### Written request
Collect every line of the material below that contains the word "eyeglasses", copying each one as it appears.

(Labeled-object pointing entries)
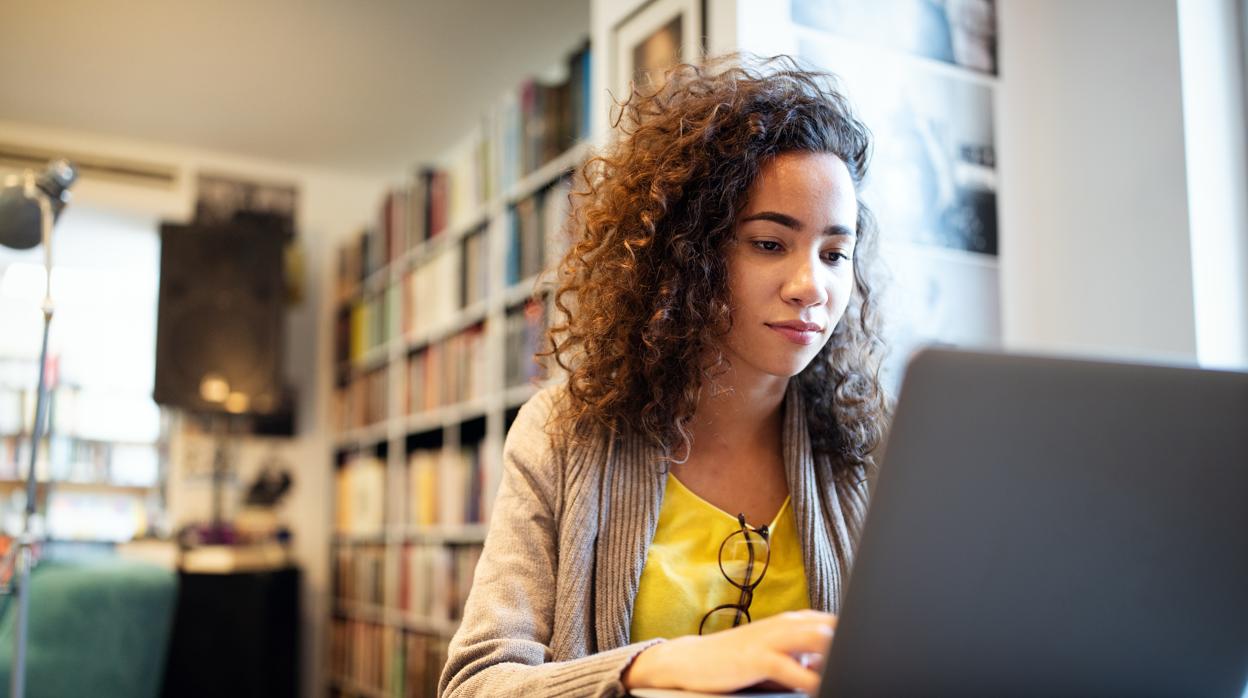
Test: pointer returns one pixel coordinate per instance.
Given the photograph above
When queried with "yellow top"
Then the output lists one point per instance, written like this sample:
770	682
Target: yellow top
682	580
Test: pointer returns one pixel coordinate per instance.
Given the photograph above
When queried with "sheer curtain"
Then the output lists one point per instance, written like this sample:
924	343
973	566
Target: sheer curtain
105	443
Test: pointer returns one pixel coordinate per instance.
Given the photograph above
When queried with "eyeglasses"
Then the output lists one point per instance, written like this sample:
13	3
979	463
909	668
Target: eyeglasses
743	558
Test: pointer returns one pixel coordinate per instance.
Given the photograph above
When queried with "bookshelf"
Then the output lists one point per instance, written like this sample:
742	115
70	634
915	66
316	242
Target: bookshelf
437	317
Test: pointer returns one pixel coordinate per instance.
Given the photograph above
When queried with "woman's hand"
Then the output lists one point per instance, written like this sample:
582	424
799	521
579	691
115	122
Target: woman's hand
763	651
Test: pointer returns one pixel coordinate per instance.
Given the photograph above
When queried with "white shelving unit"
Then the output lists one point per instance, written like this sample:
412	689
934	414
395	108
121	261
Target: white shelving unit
442	425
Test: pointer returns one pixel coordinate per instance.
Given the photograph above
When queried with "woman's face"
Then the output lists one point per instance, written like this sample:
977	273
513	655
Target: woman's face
791	264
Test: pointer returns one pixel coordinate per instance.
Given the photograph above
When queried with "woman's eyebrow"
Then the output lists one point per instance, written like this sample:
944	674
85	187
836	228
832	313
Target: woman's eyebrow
794	224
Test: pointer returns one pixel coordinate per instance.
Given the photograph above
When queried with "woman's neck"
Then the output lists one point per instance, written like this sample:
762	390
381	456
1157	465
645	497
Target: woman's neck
736	417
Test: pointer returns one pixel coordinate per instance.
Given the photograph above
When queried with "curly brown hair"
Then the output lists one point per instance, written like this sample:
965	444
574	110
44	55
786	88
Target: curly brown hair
643	289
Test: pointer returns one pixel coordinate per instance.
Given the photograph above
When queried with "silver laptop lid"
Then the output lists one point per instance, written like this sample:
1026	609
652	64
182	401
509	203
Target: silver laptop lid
1053	527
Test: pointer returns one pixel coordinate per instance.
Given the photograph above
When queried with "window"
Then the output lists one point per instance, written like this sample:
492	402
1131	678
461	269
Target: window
104	448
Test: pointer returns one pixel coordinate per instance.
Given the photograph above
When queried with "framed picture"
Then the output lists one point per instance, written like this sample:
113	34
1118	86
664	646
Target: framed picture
650	40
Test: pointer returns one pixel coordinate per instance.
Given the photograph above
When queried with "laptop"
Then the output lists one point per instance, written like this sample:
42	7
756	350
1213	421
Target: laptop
1051	526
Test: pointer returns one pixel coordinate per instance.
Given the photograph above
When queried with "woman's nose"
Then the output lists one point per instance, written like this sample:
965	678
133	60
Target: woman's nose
803	285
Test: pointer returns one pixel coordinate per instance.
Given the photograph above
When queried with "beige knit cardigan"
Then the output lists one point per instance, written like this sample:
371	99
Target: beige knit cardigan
552	599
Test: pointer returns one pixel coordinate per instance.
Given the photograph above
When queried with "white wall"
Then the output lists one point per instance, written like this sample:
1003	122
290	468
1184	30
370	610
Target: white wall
331	206
1213	125
1096	249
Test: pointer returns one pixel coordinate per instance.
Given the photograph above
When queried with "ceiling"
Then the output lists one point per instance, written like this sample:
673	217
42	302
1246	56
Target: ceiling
366	86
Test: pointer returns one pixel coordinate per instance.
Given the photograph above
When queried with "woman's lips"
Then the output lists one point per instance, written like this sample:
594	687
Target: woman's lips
803	337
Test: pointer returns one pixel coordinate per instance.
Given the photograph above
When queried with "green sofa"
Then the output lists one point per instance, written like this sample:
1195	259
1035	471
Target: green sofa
96	627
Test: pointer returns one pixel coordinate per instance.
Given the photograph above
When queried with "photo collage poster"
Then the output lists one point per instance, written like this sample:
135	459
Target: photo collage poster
921	74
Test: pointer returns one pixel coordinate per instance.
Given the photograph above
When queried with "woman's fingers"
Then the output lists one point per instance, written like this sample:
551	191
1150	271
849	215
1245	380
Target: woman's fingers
786	671
805	638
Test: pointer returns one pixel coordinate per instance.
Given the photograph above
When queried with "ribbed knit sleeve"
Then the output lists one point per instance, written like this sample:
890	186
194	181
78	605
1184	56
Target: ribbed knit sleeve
503	643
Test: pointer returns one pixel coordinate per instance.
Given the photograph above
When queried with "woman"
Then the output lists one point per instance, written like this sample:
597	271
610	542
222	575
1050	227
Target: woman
682	512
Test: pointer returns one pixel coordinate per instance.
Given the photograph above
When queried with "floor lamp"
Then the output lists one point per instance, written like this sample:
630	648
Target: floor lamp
29	209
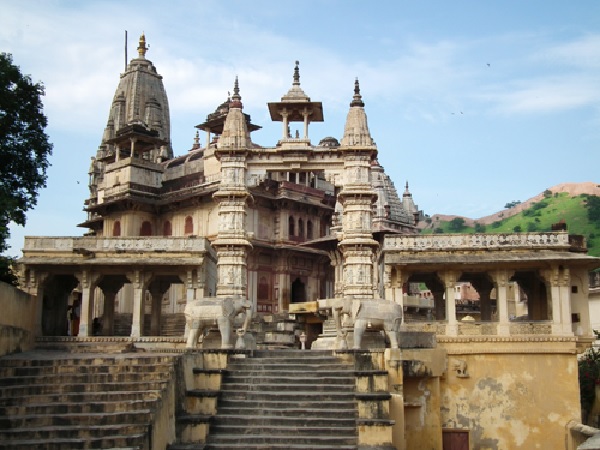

### Response to the exercise
When queried with "eyeglasses"
Target: eyeglasses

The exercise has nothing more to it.